*** The records ***

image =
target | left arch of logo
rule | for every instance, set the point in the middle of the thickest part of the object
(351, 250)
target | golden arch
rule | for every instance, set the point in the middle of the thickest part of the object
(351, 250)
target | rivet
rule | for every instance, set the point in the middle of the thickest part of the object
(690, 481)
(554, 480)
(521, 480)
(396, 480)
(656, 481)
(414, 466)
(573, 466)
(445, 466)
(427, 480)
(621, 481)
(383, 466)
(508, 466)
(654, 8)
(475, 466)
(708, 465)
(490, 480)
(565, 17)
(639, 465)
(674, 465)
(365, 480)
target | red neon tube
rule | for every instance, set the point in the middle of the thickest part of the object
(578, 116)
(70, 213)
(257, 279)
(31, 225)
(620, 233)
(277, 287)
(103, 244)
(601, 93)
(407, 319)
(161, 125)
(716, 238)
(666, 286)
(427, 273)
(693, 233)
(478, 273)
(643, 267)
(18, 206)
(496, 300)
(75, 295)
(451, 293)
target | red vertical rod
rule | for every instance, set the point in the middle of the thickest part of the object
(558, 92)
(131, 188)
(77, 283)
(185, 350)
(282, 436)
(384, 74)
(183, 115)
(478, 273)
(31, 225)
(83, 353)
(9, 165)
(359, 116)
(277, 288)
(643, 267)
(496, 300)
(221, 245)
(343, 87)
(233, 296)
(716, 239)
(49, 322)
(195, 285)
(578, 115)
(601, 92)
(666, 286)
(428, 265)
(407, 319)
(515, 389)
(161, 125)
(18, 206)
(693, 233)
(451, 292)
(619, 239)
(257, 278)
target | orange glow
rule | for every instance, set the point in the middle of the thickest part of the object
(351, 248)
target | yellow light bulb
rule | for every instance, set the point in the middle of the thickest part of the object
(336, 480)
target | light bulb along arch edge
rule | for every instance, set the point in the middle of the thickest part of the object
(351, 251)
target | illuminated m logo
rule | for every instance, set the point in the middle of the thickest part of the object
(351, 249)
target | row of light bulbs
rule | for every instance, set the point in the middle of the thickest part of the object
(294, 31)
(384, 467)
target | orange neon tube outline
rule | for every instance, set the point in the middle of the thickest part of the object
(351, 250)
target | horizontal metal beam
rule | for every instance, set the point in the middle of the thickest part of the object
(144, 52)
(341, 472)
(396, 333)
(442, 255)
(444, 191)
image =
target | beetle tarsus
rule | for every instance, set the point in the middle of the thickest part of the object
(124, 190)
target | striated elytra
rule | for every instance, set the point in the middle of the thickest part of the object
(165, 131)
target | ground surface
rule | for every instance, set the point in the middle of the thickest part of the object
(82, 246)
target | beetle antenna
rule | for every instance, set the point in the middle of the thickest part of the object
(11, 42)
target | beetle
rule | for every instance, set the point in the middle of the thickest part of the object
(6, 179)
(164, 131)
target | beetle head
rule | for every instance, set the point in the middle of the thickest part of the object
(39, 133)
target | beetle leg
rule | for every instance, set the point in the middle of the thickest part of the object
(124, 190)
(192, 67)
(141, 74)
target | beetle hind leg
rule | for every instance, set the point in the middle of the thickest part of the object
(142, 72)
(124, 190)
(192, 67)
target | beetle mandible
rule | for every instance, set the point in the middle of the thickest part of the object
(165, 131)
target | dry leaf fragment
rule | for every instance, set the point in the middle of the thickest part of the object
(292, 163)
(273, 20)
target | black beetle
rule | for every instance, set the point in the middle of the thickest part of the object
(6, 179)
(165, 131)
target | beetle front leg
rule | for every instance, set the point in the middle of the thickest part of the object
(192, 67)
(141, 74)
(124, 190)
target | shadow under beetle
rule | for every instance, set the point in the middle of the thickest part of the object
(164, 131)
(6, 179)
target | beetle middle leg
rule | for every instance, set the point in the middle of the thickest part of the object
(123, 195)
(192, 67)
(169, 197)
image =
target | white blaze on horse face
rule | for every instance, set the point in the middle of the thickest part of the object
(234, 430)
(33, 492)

***

- [Exercise goal]: Copy the lines of the items above verbatim, from the line containing "target | beetle middle leg" through the last line of the items, inclusive.

- [Answer to the task]:
target | beetle middle leg
rule | for every instance, set the point in the middle of the thickest part of the object
(123, 195)
(192, 67)
(169, 197)
image =
target | white blaze on horse face
rule | for every instance, set the point in the middle of the thickest part of the object
(234, 430)
(33, 492)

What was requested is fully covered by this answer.